Once the line holding "sample | <point>9,34</point>" is found in the listing below, write it out and each later line exactly, up to and including the one holding "sample | <point>1309,136</point>".

**Provided information:**
====
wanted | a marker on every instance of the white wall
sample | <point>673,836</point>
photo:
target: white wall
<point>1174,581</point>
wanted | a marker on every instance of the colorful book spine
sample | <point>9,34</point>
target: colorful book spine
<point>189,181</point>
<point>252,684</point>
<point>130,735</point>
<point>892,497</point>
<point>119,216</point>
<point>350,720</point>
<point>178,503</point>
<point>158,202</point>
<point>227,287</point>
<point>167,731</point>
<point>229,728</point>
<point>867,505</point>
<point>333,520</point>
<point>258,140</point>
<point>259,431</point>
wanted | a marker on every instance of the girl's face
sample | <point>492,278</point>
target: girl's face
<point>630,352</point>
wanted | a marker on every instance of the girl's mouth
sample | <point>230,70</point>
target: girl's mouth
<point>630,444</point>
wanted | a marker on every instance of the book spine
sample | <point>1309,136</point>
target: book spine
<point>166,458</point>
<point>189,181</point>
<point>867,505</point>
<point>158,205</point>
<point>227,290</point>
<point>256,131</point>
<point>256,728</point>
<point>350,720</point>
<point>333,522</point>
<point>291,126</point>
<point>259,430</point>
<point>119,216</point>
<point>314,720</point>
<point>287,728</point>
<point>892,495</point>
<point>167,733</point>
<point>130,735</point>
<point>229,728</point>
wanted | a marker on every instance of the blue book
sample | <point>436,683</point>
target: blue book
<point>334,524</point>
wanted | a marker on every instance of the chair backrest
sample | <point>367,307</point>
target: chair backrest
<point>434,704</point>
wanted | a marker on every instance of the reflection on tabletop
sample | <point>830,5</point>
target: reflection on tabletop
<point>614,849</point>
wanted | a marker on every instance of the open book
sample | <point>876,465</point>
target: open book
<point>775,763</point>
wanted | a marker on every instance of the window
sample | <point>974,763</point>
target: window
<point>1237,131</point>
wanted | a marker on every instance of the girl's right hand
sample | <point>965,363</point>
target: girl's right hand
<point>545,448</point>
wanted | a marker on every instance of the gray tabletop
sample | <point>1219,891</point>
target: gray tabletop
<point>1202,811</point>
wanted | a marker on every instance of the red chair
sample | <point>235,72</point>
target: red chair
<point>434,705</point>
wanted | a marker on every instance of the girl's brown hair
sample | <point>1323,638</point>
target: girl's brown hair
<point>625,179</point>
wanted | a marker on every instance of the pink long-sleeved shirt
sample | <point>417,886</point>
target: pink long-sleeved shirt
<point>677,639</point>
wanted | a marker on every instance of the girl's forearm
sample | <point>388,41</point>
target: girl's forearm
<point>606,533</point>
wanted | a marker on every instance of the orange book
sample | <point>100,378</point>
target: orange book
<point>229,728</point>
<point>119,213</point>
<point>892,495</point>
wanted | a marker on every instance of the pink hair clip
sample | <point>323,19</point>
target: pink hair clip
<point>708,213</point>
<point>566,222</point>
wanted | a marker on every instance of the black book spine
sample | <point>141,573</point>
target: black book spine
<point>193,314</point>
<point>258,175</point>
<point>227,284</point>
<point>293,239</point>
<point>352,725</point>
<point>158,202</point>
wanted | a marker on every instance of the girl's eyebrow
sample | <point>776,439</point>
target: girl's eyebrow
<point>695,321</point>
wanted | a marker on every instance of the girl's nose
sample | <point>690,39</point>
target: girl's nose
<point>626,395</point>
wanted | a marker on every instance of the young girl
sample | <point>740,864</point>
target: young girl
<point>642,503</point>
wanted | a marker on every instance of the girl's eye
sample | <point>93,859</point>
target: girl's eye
====
**Output of the exercise:**
sample | <point>9,34</point>
target: colorful book spine
<point>189,181</point>
<point>252,684</point>
<point>130,735</point>
<point>892,497</point>
<point>119,216</point>
<point>350,720</point>
<point>178,503</point>
<point>158,202</point>
<point>227,287</point>
<point>167,731</point>
<point>229,728</point>
<point>867,505</point>
<point>333,520</point>
<point>258,140</point>
<point>259,431</point>
wanted | a marker on every instance of the girl's face
sample | <point>492,278</point>
target: girl's face
<point>630,352</point>
wanted | a marker on every instance of the girl's mouth
sample | <point>230,70</point>
target: girl's mouth
<point>630,444</point>
wanted | a marker on every instance of the book spine
sample | <point>1309,136</point>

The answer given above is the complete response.